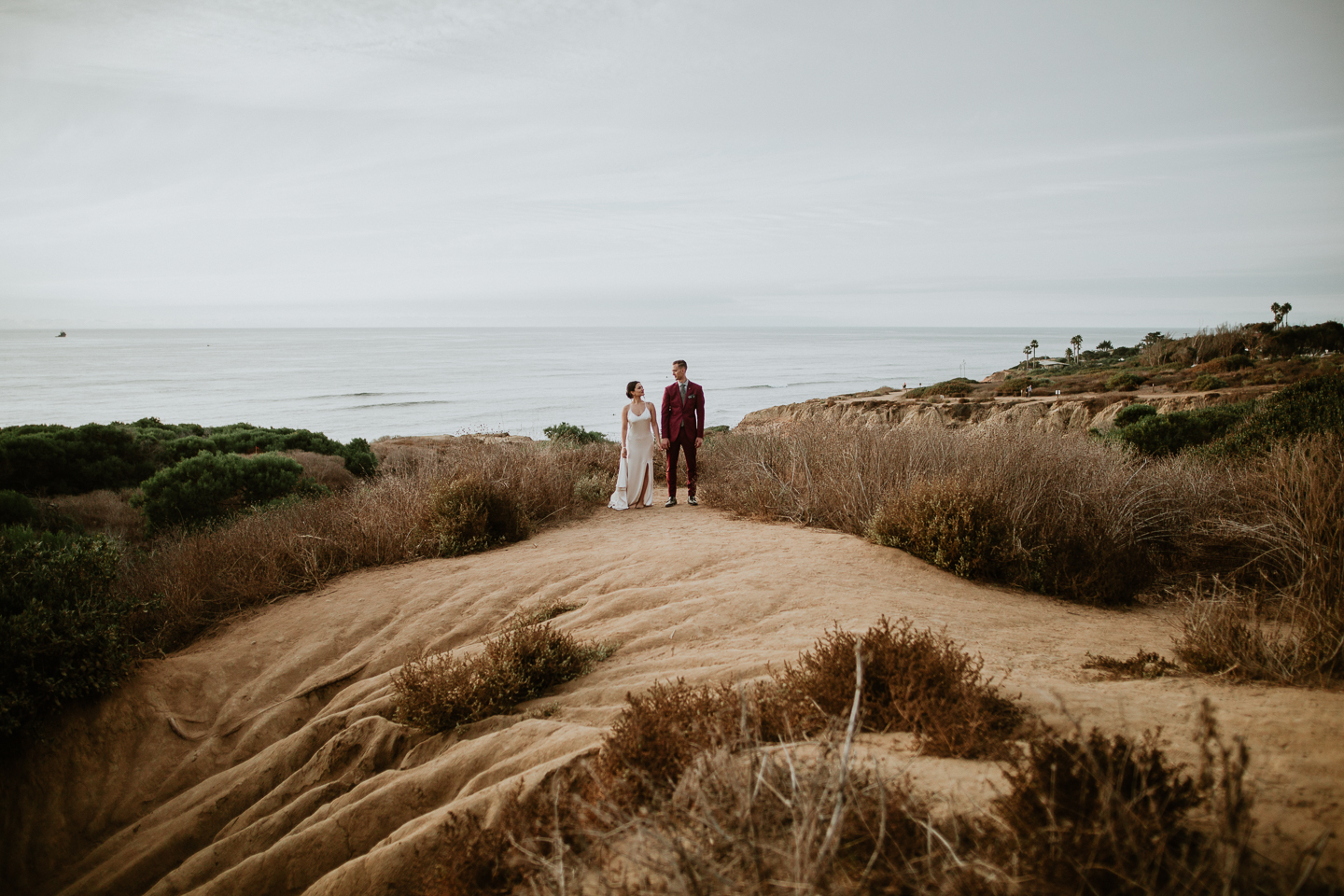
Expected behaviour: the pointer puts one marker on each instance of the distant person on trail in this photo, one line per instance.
(683, 428)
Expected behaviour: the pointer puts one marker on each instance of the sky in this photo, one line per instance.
(644, 162)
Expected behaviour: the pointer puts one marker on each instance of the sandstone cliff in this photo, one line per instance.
(1080, 413)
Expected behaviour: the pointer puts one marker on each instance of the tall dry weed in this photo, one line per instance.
(104, 511)
(202, 577)
(1281, 618)
(1060, 514)
(324, 469)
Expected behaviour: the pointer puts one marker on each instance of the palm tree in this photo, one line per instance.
(1280, 312)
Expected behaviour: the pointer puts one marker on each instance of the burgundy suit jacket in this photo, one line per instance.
------------
### CHALLENGE
Switch "sandstone cliff" to "red rock wall" in every one of the rows above and give them again with nothing else changed. Leave the pictures out of your answer.

### TASK SOLUTION
Expected behaviour: the pointer puts one marker on each instance of the distant person on trail in this photo, one line per instance.
(683, 428)
Expected behaviour: the pointer puts one marker on each instance of the sky in this photo, one line per instance.
(644, 162)
Expected behaviour: the pointer puts one marker on each instance of the red rock wall in this photo, one line per instance.
(1080, 413)
Expected behaviour: the pointer puts one marker on each instance of the tall dry weed in this photo, one line per instance.
(104, 511)
(202, 577)
(1281, 618)
(1060, 514)
(324, 469)
Expected behaviour: the pointer puts one marker on each instance of the palm tree in this photo, one line per instance.
(1280, 312)
Expected behaviour: the pointer puts one marker on each instance of the burgundy suit jacket in this photo, one line per instance.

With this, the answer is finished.